╭─ DATA FOR PROCESSING

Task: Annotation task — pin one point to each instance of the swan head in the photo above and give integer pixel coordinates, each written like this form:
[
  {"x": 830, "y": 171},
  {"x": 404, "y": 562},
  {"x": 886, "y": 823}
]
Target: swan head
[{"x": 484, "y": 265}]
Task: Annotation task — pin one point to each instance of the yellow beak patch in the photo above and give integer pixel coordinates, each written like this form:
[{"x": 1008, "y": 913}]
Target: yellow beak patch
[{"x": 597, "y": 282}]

╰─

§ SET EXERCISE
Write out every line of the items above again, requests included. Multiply each x and y coordinate in the answers by 2.2 and round to the nearest whole number, rounding halves up. Leave the coordinates in the requests and their format samples unchanged.

§ ANSWER TO THE TASK
Task: Annotation task — pin one point to each instance of the swan head in the photo above and give integer pixel coordinates, each written like this form:
[
  {"x": 830, "y": 171},
  {"x": 404, "y": 562},
  {"x": 886, "y": 823}
]
Target: swan head
[{"x": 1065, "y": 583}]
Task: Annotation task — pin one point to each instance of the yellow beak patch in the photo above and give integer pixel coordinates, each written like this form:
[{"x": 1008, "y": 913}]
Target: yellow beak patch
[{"x": 1313, "y": 620}]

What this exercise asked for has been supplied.